*Extracto seleccionado*.
================================

En su columna dominical publicada en el Diario Austral de la capital Regional de La Araucanía, el Obispo diocesano aborda el último proceso cívico con la mirada en este proceso democrático que buscan construir el bien común.
La realización misma del plebiscito, en cuanto acto cívico, de masiva participación, respetuoso y con un serio compromiso y participación de las distintas generaciones, y en modo particular de los más jóvenes, resultó una experiencia de comunión ciudadana y que sorprendió por el comportamiento considerado ejemplar. Quizás porque veníamos de un clima sociopolítico muy exacerbado, donde no siempre los contenidos, imágenes y mensajes eran un llamado al reencuentro, al diálogo, a la fraternidad y a buscar juntos caminos de futuro y propuestas que nos permitan construir el bien común en favor de todas y todos, asumiendo como un valor la riqueza de nuestra diversidad. Desde diferentes sectores parecía buscarse instalar la desconfianza, el temor, el resentimiento y la radicalización.

================================

[Datos de expresiones referenciales]
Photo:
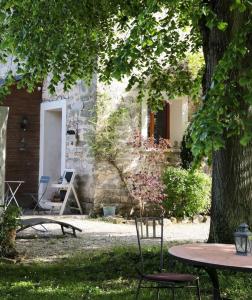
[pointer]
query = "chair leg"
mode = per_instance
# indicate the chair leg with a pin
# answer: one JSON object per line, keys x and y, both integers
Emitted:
{"x": 198, "y": 290}
{"x": 138, "y": 288}
{"x": 173, "y": 293}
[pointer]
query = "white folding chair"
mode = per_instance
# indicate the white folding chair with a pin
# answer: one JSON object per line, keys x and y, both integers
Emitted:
{"x": 67, "y": 185}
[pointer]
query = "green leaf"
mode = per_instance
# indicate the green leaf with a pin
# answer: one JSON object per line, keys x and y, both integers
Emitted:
{"x": 222, "y": 26}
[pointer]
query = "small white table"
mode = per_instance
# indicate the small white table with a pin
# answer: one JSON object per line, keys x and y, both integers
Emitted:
{"x": 12, "y": 188}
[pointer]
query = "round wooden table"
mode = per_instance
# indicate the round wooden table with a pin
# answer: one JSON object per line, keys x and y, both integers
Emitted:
{"x": 212, "y": 257}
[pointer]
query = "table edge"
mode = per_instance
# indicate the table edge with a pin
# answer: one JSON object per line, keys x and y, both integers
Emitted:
{"x": 206, "y": 265}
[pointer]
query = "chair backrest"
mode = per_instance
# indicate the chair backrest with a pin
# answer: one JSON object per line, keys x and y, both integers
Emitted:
{"x": 150, "y": 228}
{"x": 43, "y": 185}
{"x": 69, "y": 175}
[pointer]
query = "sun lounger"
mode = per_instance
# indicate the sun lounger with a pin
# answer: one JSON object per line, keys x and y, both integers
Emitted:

================================

*Tareas*.
#1 Indica si cada afirmación concuerda con la columna del obispo, respondiendo sí o no y citando literalmente las palabras del texto que lo deciden: (a) La columna se publicó en el Diario Austral. (b) El plebiscito tuvo una participación escasa. (c) El comportamiento durante el plebiscito se consideró ejemplar.
#2 Responde, según la columna del obispo, qué parecía buscarse instalar desde diferentes sectores.

*Respuestas*.
#1
(a) Sí: «publicada en el Diario Austral de la capital Regional de La Araucanía».
(b) No: «de masiva participación».
(c) Sí: «sorprendió por el comportamiento considerado ejemplar».

#2 La desconfianza, el temor, el resentimiento y la radicalización.